We appreciate the readers’ interest in our research article. They have rightfully raised a concern about the sample processing method, which we think is attributable to the lack of details of our methodology. We are glad to present a more detailed description of the methodology and an explanation to the questions raised.
The external elements (oxygen, nitrogen, calcium, phosphorus, iron, fluorine, sodium, chlorine, magnesium, cerium, and potassium) were found to be precipitated on the surface of the miniscrew implants (MSIs) that were anchored in alveolar bone; the neck part remained in contact with oral soft tissues and the head in contact with saliva, its contents, and food. In essence, implant surfaces do acquire different precipitates from contact with biologic fluids and bone. The biologic fluids that are in contact with MSIs are blood and exudates, saliva and its contents, and foods. After retrieval of the MSIs, they were gently washed to remove debris without disturbing the precipitated elements; the first objective was to study the elements on the surface layer. Although gentle washing removes loosely attached debris, heavy cleaning such as ultrasonication with a detergent would disrupt some of these elements from their sites on the implant surfaces. Debris-free regions on MSIs at the specific sites were subjected to elemental composition analysis by using x-ray microanalysis (EDX). The EDX readings were taken on the debris-free regions located with the scanning electron microscope (SEM). The data thus obtained with the EDX showed precipitated elements and not contaminated surfaces of the MSIs by organic debris. Hence, we concluded that modification of the elemental composition of the surface layer of the MSIs occurred in the mouth.
Our conclusion that “the surface elemental composition of retrieved MSIs differs from that of as-received MSIs” was based on the EDX analysis of debris-free sites on MSIs facilitated by SEM. The obvious source of the altered composition of the surface layer of MSIs is the biologic oral tissues and fluids in the oral cavity.
After we obtained the EDX analysis, these MSIs went through a second, more aggressive cycle of cleaning with ultrasonication. This step was essential to remove the adhering organic debris and precipitates, so that we could observe the entire MSI surface clearly for surface characterization under the SEM.

Records from a dataset
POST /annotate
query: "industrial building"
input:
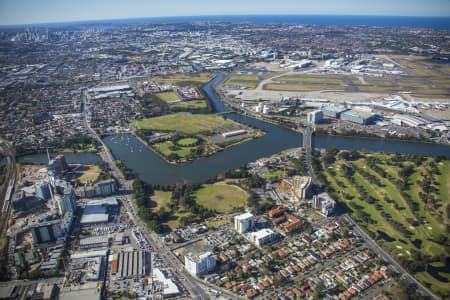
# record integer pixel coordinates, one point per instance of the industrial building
(94, 242)
(244, 222)
(48, 231)
(358, 116)
(98, 211)
(103, 188)
(333, 112)
(199, 264)
(130, 264)
(263, 237)
(315, 117)
(33, 291)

◆ **Description of the task**: In the reply about miniscrew implants, what method was used to analyze the elemental composition of the debris-free regions? The records come from a source other than the text.

◆ **Reply to the exercise**: X-ray microanalysis (EDX) was used, with the regions located by scanning electron microscope (SEM).